*Referring expression grounding data*
------------------------------------------------

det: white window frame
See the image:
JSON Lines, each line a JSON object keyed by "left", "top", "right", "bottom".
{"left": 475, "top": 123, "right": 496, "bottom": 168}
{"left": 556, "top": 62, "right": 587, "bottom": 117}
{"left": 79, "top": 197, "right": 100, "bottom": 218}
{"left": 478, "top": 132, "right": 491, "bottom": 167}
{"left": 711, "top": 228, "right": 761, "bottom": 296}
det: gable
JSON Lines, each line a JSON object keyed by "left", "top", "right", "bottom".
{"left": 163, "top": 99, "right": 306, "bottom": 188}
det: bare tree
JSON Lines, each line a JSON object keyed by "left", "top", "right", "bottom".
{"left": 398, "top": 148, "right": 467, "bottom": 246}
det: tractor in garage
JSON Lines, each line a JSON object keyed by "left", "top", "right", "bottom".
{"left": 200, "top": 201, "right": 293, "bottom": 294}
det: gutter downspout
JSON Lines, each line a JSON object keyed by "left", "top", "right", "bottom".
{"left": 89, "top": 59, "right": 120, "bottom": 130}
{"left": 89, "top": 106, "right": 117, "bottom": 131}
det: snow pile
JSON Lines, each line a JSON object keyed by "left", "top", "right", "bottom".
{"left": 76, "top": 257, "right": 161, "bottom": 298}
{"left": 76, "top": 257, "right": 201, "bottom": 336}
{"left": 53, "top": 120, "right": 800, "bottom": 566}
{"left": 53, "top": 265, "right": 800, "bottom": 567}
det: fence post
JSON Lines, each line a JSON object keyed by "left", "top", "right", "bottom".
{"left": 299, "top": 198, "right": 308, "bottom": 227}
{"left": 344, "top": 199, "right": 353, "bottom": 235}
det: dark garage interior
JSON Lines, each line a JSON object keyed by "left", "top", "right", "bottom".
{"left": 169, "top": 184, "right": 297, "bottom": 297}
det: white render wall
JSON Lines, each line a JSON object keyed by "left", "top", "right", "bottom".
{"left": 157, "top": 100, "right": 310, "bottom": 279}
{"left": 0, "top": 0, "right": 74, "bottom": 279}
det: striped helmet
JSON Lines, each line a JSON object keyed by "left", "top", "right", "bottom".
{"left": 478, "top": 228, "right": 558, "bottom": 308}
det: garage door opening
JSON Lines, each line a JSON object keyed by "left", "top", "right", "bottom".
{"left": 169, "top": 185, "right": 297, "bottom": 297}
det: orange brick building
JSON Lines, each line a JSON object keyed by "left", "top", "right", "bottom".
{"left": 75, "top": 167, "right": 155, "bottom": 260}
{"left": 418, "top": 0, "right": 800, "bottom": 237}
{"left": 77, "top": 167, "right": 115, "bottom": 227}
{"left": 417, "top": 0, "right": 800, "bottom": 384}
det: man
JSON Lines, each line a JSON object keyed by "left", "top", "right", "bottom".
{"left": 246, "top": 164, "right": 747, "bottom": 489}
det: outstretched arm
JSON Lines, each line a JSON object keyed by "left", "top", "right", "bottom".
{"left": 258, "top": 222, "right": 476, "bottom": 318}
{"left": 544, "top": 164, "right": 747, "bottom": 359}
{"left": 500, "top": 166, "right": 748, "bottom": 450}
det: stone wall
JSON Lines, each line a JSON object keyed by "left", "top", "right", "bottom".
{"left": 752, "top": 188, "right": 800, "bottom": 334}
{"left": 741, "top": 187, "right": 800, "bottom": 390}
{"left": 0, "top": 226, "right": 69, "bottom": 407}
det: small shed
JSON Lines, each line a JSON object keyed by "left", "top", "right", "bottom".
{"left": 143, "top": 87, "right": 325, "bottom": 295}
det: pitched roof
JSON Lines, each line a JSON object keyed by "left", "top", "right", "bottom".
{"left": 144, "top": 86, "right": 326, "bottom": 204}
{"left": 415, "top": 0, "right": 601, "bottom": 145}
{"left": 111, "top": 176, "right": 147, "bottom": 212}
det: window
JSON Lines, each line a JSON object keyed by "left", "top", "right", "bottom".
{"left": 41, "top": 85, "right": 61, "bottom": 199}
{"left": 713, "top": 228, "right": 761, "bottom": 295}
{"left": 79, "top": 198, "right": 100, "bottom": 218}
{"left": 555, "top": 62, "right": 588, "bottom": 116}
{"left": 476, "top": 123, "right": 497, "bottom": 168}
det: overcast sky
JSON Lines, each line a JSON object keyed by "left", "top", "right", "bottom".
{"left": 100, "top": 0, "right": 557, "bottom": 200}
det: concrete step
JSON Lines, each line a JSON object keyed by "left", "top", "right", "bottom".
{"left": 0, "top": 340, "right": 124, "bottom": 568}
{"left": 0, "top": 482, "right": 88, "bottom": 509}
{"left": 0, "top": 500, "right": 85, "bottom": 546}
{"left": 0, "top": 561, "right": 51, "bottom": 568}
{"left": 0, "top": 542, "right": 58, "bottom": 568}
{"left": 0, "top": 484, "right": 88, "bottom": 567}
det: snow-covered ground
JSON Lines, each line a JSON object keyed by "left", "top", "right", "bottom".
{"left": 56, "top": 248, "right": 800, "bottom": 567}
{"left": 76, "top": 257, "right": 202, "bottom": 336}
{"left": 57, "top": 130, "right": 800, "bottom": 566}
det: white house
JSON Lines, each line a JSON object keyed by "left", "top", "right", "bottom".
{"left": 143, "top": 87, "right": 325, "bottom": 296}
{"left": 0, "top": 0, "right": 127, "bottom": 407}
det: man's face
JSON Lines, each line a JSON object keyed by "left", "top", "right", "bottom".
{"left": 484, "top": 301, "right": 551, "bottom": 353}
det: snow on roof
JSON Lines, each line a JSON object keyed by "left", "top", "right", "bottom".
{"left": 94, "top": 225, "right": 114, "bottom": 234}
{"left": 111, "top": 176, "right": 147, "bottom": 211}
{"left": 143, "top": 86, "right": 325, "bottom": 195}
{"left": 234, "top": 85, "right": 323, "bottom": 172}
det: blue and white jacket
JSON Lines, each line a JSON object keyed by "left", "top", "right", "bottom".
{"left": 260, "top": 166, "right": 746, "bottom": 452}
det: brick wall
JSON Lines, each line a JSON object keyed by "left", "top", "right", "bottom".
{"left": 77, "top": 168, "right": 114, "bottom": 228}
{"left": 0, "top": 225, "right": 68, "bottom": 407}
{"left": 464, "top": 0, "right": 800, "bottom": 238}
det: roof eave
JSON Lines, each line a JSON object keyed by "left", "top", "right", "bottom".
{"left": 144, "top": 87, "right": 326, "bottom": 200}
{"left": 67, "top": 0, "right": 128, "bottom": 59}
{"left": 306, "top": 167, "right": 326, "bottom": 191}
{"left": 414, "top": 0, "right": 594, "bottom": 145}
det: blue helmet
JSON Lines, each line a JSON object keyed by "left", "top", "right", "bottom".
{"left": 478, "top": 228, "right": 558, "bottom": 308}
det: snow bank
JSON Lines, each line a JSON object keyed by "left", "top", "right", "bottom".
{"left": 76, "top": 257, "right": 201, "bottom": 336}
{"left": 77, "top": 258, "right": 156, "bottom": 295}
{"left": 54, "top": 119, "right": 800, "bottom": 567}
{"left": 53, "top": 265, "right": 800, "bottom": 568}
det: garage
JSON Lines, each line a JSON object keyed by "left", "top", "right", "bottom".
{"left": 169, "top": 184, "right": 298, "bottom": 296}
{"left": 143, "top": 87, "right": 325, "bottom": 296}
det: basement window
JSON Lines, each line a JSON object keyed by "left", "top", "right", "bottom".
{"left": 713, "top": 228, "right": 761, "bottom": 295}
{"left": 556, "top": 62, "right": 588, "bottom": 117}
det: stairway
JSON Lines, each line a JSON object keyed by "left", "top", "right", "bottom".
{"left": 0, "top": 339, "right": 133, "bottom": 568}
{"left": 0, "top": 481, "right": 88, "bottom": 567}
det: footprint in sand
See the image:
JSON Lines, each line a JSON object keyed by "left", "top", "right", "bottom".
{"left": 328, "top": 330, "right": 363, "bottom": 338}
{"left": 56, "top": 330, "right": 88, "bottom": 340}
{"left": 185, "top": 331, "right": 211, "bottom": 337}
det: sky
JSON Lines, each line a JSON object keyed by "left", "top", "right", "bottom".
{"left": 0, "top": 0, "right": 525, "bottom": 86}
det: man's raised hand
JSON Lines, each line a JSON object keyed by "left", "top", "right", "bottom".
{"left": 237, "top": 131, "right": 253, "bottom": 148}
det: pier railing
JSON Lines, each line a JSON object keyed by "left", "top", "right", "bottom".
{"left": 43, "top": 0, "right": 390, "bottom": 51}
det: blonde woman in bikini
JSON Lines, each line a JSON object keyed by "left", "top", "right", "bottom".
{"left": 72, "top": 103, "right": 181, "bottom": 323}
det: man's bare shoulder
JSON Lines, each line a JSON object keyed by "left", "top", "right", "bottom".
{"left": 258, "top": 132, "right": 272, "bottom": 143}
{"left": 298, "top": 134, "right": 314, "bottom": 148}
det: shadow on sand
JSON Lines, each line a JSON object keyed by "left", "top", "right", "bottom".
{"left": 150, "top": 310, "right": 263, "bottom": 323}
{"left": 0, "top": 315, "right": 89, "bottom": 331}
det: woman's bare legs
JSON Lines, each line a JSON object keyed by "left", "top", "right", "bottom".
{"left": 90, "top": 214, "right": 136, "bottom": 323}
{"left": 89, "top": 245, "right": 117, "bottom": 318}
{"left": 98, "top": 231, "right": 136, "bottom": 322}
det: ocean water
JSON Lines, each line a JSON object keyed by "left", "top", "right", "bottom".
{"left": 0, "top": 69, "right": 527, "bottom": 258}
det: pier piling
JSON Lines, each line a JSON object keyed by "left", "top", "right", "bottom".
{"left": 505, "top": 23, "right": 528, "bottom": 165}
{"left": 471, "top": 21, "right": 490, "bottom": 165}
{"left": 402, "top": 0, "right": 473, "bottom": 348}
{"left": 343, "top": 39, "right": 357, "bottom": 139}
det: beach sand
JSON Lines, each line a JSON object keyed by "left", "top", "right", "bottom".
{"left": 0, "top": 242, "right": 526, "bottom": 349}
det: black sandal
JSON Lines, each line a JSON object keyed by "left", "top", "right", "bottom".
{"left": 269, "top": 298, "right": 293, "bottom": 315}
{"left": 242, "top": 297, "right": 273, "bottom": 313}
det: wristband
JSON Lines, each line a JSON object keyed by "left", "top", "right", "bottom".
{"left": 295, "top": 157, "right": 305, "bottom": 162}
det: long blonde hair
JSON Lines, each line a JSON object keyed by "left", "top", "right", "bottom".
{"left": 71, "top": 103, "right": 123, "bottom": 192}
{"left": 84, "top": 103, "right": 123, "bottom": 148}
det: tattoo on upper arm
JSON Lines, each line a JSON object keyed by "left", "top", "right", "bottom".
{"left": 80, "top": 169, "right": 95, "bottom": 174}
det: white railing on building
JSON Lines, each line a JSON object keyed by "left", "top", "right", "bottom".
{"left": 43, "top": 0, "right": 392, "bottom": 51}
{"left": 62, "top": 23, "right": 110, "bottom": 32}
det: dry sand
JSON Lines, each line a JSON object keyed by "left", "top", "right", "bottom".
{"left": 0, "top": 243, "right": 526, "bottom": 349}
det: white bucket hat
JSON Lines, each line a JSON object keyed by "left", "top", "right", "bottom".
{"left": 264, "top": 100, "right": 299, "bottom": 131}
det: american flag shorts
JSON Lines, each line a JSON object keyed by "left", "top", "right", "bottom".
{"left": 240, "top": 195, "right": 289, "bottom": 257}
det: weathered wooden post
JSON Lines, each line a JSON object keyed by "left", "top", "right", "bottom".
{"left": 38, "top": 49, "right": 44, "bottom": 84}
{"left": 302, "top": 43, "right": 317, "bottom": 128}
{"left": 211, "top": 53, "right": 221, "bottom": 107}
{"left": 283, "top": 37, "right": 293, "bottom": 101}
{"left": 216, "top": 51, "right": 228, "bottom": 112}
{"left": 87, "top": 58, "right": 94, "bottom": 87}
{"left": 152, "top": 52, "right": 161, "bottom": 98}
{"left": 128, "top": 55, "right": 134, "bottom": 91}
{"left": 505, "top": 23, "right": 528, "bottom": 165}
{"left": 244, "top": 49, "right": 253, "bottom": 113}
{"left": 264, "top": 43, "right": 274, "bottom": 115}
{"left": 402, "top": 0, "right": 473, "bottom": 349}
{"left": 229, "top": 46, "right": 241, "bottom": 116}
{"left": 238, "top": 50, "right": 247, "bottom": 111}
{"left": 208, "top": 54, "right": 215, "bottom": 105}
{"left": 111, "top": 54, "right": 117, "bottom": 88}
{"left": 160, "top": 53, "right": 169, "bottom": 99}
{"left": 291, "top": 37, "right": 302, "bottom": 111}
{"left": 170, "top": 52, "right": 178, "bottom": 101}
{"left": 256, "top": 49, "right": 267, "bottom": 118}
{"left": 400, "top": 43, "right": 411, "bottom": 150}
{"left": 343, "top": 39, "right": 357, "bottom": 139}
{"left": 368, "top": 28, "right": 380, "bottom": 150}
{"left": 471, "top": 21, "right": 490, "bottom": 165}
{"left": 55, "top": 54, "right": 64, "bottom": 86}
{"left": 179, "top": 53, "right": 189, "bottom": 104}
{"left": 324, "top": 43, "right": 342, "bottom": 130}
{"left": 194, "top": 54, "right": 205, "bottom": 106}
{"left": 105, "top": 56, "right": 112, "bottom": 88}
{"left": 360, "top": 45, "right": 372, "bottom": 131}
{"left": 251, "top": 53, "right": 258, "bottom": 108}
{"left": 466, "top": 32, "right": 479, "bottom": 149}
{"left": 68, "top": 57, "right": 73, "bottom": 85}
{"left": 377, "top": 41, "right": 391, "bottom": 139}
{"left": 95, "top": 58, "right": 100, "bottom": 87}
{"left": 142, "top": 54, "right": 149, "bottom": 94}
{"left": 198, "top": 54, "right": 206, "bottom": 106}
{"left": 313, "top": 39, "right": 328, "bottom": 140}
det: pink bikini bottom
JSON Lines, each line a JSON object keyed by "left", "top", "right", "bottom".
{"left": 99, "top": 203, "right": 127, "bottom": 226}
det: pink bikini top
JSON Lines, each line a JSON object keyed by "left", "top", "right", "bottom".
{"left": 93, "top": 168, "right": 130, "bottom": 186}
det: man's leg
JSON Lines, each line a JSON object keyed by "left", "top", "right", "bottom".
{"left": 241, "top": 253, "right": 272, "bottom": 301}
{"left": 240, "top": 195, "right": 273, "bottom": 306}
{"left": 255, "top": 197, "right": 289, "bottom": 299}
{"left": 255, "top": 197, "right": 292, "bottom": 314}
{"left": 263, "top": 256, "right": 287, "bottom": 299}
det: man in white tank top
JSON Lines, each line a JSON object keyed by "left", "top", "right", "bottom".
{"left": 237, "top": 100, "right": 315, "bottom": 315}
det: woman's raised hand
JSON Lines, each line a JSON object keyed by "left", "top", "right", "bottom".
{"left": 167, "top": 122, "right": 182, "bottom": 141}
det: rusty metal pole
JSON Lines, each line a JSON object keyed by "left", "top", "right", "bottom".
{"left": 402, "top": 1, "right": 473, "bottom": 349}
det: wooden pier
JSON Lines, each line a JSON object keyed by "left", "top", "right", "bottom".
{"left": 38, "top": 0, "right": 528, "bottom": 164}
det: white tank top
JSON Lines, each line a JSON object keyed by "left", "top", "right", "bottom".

------------------------------------------------

*Problem to solve*
Pick out all lines from the data above in which the word "blonde" appears.

*Answer for the task*
det: blonde woman in bikini
det: long blonde hair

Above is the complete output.